WORK INSTRUCTION 1 –
Print the passage of the Charles de Worms biography that begins at the words "He was educated" and ends after the words "and Its Surroundings.".
WORK INSTRUCTION 2 –
Using the Charles de Worms biography, say whether each statement agrees with it, answering yes or no and quoting the words that decide it: (a) De Worms was educated at Eton College and King's College, Cambridge. (b) The Macrolepidoptera of Wiltshire was published in 1962. (c) De Worms collected lepidoptera in South America.

SELECTED TEXT –
- Born: 19 January 1903 London, England
- Died: 10 October 1979 (aged 76)
- Education: Eton College King's College, Cambridge
- Occupations: Chemist Lepidopterist
- Parent(s): Anthony Denis Maurice George de Worms Louisa Matilda Goldsmidt
- Relatives: Mayer Amschel Rothschild (paternal great-great-great-grandfather) Solomon Benedict de Worms (paternal great-grandfather)

= Charles de Worms =

English chemist and lepidopterist

Baron Charles George Maurice de Worms (19 January 1903 – 10 October 1979) was an English chemist and lepidopterist.

==Biography==

===Early life===

Charles de Worms was born in Park Lane, London on 19 January 1903, the son of Baron Anthony Denis Maurice George de Worms (1869–1938) and Louisa Matilda Goldscmidt. His paternal great-grandfather, Solomon Benedict de Worms (1801–1882), owned large plantations in Ceylon and was made a Hereditary Baron of the Austrian Empire by Franz Joseph I (1830–1916), and his paternal grandmother was Henrietta Samuel.

His paternal great-great-grandmother was Schönche Jeannette Rothschild (1771–1859), thus his paternal great-great-great-grandfather was Mayer Amschel Rothschild (1744–1812), the founder of the Rothschild banking dynasty. As a result, his paternal great-great-great-granduncles were Amschel Mayer Rothschild (1773–1855), Salomon Mayer von Rothschild (1774–1855), Nathan Mayer Rothschild (1777–1836), Carl Mayer von Rothschild (1788–1855), and James Mayer de Rothschild (1792–1868). His great-great-uncles, who owned plantations in Ceylon with his great-grandfather, were Maurice Benedict de Worms (1805–1867) and Gabriel Benedict de Worms (1802–1881). His paternal great-uncle was Henry de Worms, 1st Baron Pirbright (1840–1903).

He was educated at Eton College and King's College, Cambridge.

===Career===

Most of de Worms working life was spent as a chemist in the Institute of the Royal Cancer Hospital and Porton Down Experimental Station, producing numerous papers on cancer. He became interested in ornithology but lepidoptera was his main interest and he published a large number of papers and notes, mainly in The Entomologist's Record and Journal of Variation. and the Entomologist's Gazette.

In 1962 he published The Macrolepidoptera of Wiltshire. He later published The Moths of London and Its Surroundings.

De Worms was an extensive traveller, collecting lepidoptera in Europe, North Africa, Australia, the West Indies and Canada. He was a Fellow of the Royal Entomological Society of London and a member of both the London Natural History Society and the British Entomological and Natural History Society.

EXTRACTED MATERIAL –
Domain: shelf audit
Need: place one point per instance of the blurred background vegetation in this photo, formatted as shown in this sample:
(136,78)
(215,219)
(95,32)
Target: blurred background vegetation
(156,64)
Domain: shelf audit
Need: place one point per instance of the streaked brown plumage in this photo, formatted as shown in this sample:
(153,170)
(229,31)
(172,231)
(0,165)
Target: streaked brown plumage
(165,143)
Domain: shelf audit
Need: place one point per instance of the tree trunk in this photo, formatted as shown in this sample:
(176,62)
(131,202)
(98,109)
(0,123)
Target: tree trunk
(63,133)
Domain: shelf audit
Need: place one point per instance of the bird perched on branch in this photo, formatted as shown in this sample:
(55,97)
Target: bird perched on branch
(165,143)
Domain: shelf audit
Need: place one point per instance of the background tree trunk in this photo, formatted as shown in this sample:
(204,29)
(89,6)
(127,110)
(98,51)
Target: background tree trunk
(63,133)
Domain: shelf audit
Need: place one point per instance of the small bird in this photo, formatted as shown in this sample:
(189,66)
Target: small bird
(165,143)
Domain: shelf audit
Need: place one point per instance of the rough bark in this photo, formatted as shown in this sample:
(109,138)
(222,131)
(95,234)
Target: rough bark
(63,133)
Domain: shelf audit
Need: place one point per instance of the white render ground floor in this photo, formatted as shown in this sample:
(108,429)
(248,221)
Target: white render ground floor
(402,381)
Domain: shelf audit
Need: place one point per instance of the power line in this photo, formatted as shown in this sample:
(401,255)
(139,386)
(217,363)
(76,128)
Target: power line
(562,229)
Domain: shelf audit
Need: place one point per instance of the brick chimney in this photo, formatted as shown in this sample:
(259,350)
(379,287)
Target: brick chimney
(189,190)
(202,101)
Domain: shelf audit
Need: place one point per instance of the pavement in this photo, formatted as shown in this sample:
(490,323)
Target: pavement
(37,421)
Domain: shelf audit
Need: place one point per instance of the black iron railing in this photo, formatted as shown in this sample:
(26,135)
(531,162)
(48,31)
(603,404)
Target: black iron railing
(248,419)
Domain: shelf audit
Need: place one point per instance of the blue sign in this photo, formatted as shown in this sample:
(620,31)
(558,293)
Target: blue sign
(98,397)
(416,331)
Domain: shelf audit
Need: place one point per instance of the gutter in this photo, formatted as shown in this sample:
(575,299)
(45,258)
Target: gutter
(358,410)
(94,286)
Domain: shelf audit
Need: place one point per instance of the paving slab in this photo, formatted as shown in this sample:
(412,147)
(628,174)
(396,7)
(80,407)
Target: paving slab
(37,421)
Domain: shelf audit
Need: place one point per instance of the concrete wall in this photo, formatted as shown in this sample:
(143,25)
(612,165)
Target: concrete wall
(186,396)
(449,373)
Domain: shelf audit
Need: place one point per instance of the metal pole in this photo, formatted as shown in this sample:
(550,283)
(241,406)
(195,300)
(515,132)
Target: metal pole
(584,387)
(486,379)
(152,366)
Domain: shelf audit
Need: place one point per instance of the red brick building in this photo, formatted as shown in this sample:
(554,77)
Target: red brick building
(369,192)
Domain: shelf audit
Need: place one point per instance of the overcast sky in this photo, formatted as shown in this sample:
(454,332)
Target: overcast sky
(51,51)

RESULT 1 –
He was educated at Eton College and King's College, Cambridge.

===Career===

Most of de Worms working life was spent as a chemist in the Institute of the Royal Cancer Hospital and Porton Down Experimental Station, producing numerous papers on cancer. He became interested in ornithology but lepidoptera was his main interest and he published a large number of papers and notes, mainly in The Entomologist's Record and Journal of Variation. and the Entomologist's Gazette.

In 1962 he published The Macrolepidoptera of Wiltshire. He later published The Moths of London and Its Surroundings.

RESULT 2 –
(a) Yes: "He was educated at Eton College and King's College, Cambridge."
(b) Yes: "In 1962 he published The Macrolepidoptera of Wiltshire."
(c) No: "collecting lepidoptera in Europe, North Africa, Australia, the West Indies and Canada."